§ Brief:
Reproduce every one of the rows below verbatim, leaving the pictures out of your reply.

§ Dataset:
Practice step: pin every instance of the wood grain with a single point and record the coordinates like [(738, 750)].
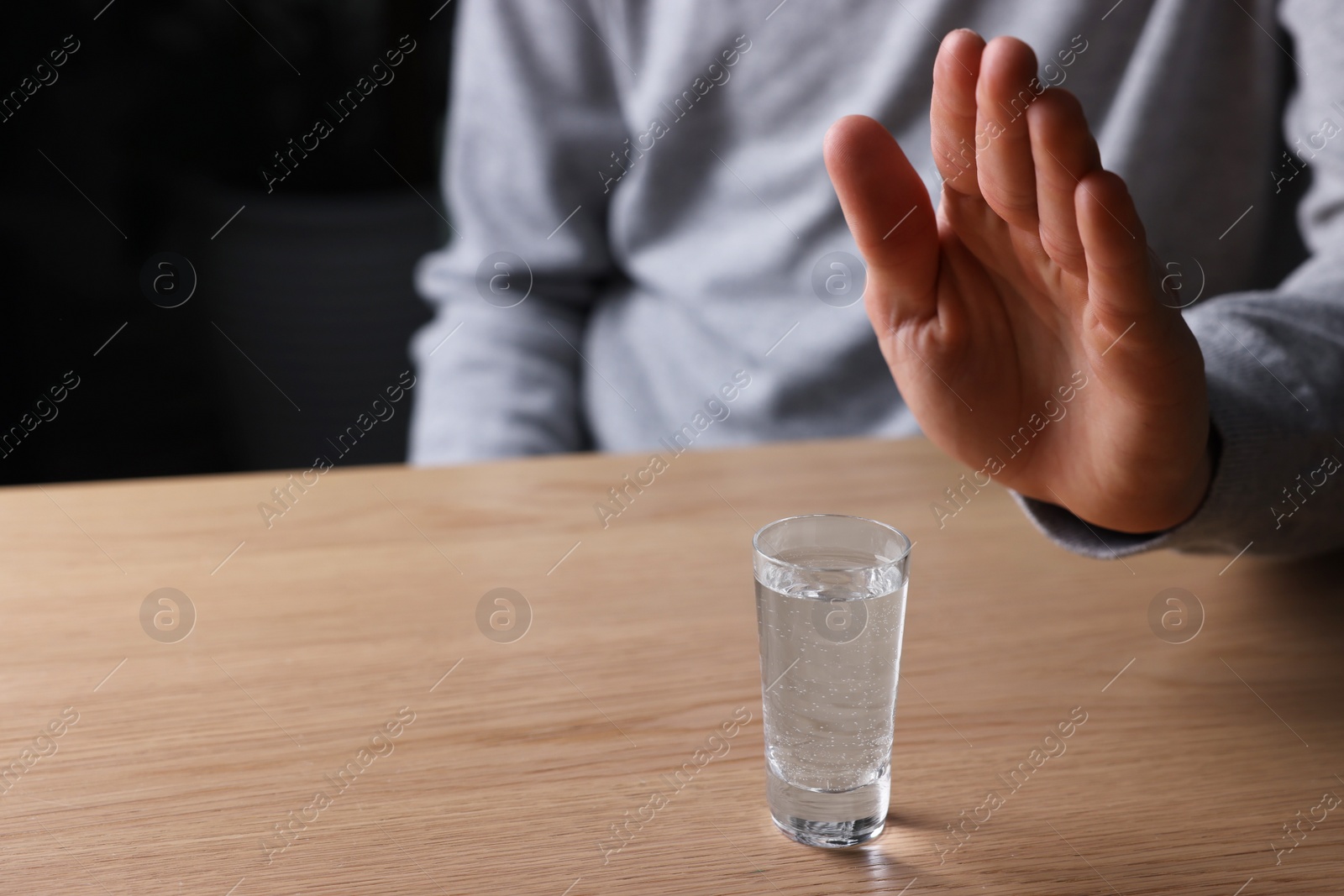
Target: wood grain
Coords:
[(346, 614)]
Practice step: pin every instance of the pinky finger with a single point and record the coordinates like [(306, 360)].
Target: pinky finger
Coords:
[(1116, 249)]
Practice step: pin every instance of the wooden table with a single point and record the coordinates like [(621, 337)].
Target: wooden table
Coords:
[(354, 616)]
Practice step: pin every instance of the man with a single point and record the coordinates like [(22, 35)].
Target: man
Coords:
[(649, 177)]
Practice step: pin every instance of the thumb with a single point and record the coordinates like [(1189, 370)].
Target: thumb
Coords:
[(890, 215)]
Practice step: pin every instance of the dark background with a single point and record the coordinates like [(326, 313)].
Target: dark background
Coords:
[(151, 137)]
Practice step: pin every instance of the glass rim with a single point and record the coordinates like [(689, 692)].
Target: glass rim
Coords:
[(770, 557)]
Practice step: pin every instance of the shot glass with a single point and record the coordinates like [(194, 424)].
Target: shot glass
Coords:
[(831, 607)]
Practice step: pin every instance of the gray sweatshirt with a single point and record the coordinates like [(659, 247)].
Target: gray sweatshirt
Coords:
[(647, 253)]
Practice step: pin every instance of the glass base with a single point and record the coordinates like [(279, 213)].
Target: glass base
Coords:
[(832, 820)]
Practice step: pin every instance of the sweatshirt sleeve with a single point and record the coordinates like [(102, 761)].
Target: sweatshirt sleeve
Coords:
[(1274, 360), (534, 116)]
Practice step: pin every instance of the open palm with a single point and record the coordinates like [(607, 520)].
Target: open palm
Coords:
[(1023, 322)]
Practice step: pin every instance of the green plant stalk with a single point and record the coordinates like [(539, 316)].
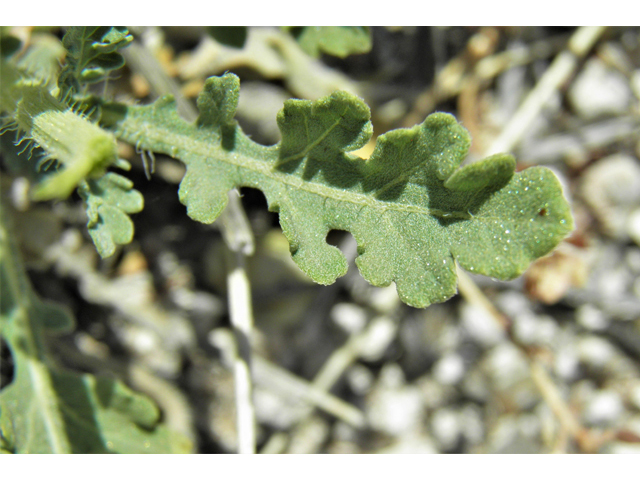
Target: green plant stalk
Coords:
[(26, 339)]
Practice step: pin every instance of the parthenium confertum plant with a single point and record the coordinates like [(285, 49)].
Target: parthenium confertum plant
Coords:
[(412, 209)]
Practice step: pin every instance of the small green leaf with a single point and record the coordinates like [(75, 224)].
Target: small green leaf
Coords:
[(109, 199), (92, 52), (411, 208), (338, 41)]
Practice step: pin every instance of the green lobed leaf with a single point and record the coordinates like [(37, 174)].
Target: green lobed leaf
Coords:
[(109, 199), (230, 36), (48, 410), (411, 208), (91, 53), (337, 41)]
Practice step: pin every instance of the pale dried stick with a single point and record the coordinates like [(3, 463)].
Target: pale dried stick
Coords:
[(558, 73), (238, 236), (547, 388), (273, 376)]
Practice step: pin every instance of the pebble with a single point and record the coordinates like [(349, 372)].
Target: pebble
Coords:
[(478, 324), (567, 364), (473, 429), (595, 351), (351, 318), (633, 226), (611, 187), (360, 379), (591, 318), (603, 409), (449, 370), (379, 334), (434, 394), (412, 443), (599, 90), (393, 407), (446, 428), (634, 396)]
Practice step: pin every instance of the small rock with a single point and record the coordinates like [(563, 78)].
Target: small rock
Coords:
[(391, 406), (446, 428), (351, 318), (603, 409), (591, 318), (567, 364), (376, 339), (599, 90), (434, 394), (449, 370), (633, 226), (473, 429), (595, 351), (611, 187), (412, 443), (634, 396), (480, 325), (360, 379)]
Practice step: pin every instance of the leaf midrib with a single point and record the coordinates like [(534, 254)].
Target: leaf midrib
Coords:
[(162, 134)]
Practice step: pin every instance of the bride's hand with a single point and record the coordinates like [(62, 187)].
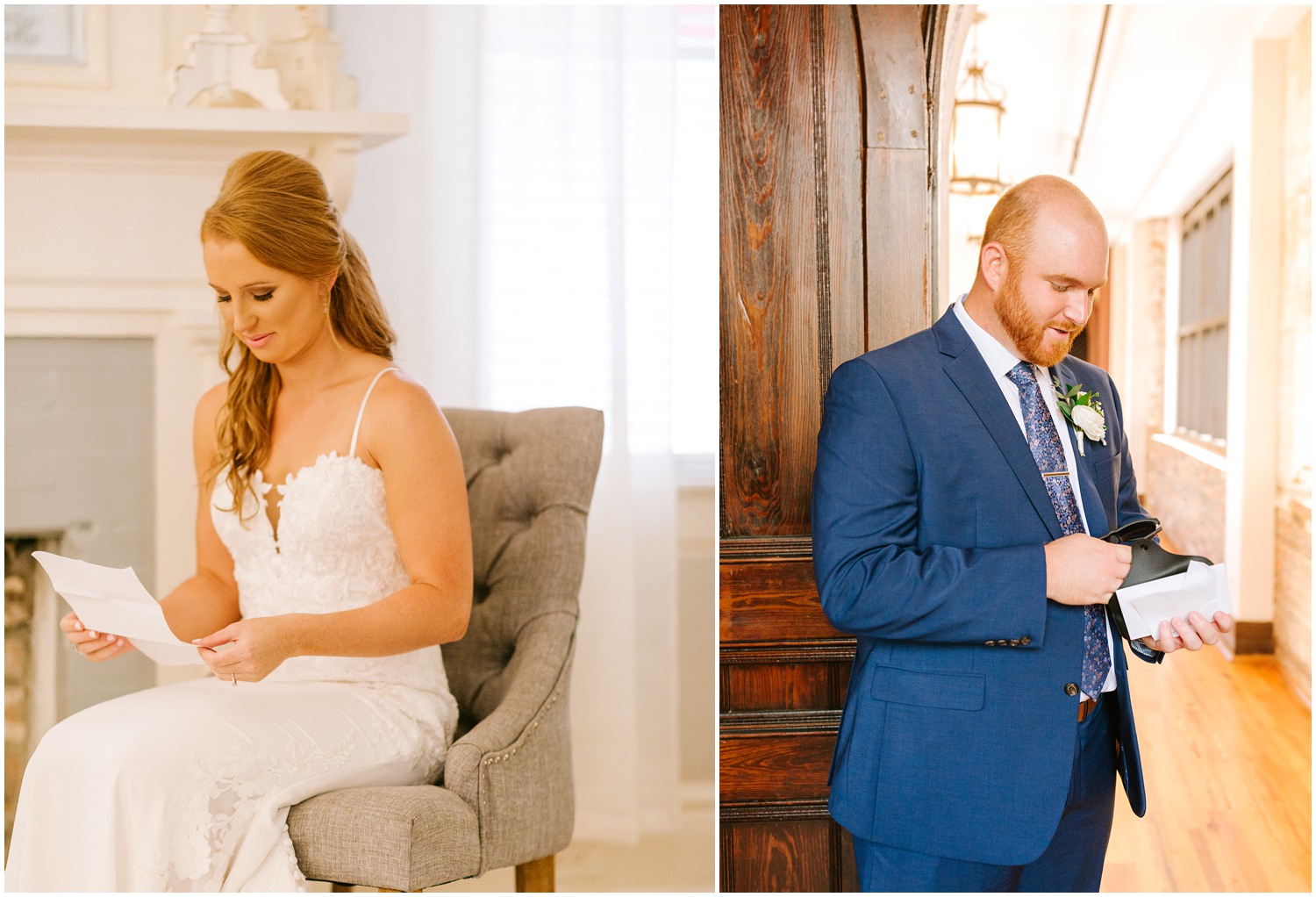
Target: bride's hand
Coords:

§ Complete answer:
Practice step: pin every instance of the wood grain with a single point and record the coordinates like [(738, 750)].
Target: wood grain
Coords:
[(346, 614)]
Practice step: pin every instance of the pinky finger with a single point and record the coordinates like [(306, 360)].
Target: pinky finger
Coords:
[(1116, 249)]
Practice step: pin every instance of the wooden table with a single point and record the coordinates like [(621, 337)].
Target: wooden table
Coords:
[(354, 616)]
Practice step: pin every instance of the man with a single point and record the coordinates like [(22, 35)].
Target: man
Coords:
[(649, 177)]
Practice step: pin every instance of the thumb with a single point and record the coordinates like [(1189, 370)].
Target: thumb
Coords:
[(890, 215)]
Practice step: pin every instance of the dark background with a single point and record the coordinates like [(326, 313)].
Target: dark background
Coords:
[(151, 137)]
Practice step: pin every instance of the glass rim with a single point and record the coordinates like [(689, 692)].
Target: glass rim
Coords:
[(770, 557)]
Practice step: pin every instance of the shot glass with a single point and record the coordinates like [(194, 424)].
Target: shot glass
Coords:
[(831, 607)]
Practice step: pin every instance of the gray sweatshirt with a single point and record the coordinates like [(659, 247)].
Target: gray sweatshirt
Coords:
[(647, 253)]
Practice step: pin every instance of the glass base with a single point and record the coordinates like [(279, 213)].
Target: glass base
Coords:
[(832, 820)]
Practice step: pin every instance of the sweatshirt sleeve with a single point and record the coordinates like [(102, 761)].
Target: sweatshirt sleeve
Coords:
[(1274, 360), (534, 116)]
Practice step: pin every instance of the open palm with a single point and record the coordinates like [(607, 520)].
Target: open palm
Coords:
[(1023, 322)]
Practice step: pin every instance of the green plant stalk with a single point and record the coordinates like [(539, 316)].
Target: green plant stalk
Coords:
[(26, 339)]
Practice step: pin every instance of the parthenium confertum plant with a single point and record the coordinates like [(285, 49)].
Target: parthenium confertum plant
Coords:
[(412, 209)]
Practice step: pin every instance of the small green leaf with a single point and record the coordinates like [(75, 224)].
Target: small green leaf
Coords:
[(109, 199), (92, 52), (411, 208), (338, 41)]
Practice step: pin every instance of the green lobed leaf with a single point and record the coordinates like [(37, 174)].
Target: green lobed leaf
Coords:
[(109, 199), (230, 36), (48, 410), (411, 208), (91, 53), (337, 41)]
Practice step: pin every instance of the pale dried stick with a single point and record the coordinates like [(3, 463)].
Target: pale dried stick
Coords:
[(558, 73), (238, 236), (547, 388), (273, 376)]
Practice step: pin every instance of the pebble with a single point and record the coordinates like [(349, 372)].
Target: pebble
Coords:
[(478, 324), (567, 364), (473, 429), (595, 351), (351, 318), (633, 226), (611, 187), (360, 379), (591, 318), (603, 409), (449, 370), (379, 334), (434, 394), (412, 443), (599, 90), (393, 407), (446, 428), (634, 396)]
Practice step: pin every instance of the small rock with a single point and record the coordinates like [(563, 78)].
Target: small rock
Coords:
[(391, 406), (446, 428), (351, 318), (603, 409), (591, 318), (567, 364), (376, 339), (599, 90), (434, 394), (449, 370), (633, 226), (473, 429), (595, 351), (611, 187), (412, 443), (634, 396), (480, 325), (360, 379)]
Practice step: pin every instance of the leaf midrib with a single point and record the coordinates like [(534, 254)].
Target: leaf midrib
Coords:
[(162, 134)]
Practice step: pin every instance of the bride's hand with a single point and record the coordinates like [(62, 187)].
Target: bride's hand
Coords:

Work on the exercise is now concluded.